#### Problem statement
Revise the entries beginning at the line that has "point: the light pole in this photo" and stopping after the line that has "point: the row of trees in this photo", changing "bench" to "park bench" and leaving the rest as it is.

#### Material
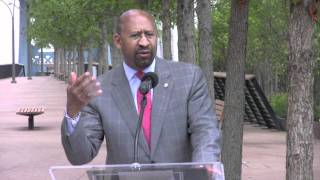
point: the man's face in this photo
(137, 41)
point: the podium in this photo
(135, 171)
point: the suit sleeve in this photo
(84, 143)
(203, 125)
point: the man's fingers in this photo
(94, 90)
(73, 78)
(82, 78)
--
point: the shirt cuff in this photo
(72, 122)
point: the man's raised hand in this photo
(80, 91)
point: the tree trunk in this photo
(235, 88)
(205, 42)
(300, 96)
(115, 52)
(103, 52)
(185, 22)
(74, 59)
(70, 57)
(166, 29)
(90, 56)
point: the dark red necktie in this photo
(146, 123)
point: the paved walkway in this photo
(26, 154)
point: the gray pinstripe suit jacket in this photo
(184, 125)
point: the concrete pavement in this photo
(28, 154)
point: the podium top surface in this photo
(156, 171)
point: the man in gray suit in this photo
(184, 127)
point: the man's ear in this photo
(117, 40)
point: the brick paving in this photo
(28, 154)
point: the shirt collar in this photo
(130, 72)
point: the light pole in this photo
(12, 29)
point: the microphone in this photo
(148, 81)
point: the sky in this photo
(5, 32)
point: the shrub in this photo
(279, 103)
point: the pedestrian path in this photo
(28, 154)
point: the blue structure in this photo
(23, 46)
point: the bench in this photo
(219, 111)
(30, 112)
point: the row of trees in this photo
---
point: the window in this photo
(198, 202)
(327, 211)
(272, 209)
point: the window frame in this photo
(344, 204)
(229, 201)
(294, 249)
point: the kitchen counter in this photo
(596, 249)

#### Result for this exercise
point: the light pole in this photo
(12, 29)
point: the microphone in this photo
(148, 81)
point: the sky in this photo
(5, 32)
point: the shrub in this photo
(279, 103)
point: the pedestrian path in this photo
(28, 154)
point: the blue structure in this photo
(23, 46)
point: the park bench in this photo
(219, 111)
(30, 112)
point: the row of trees in this photo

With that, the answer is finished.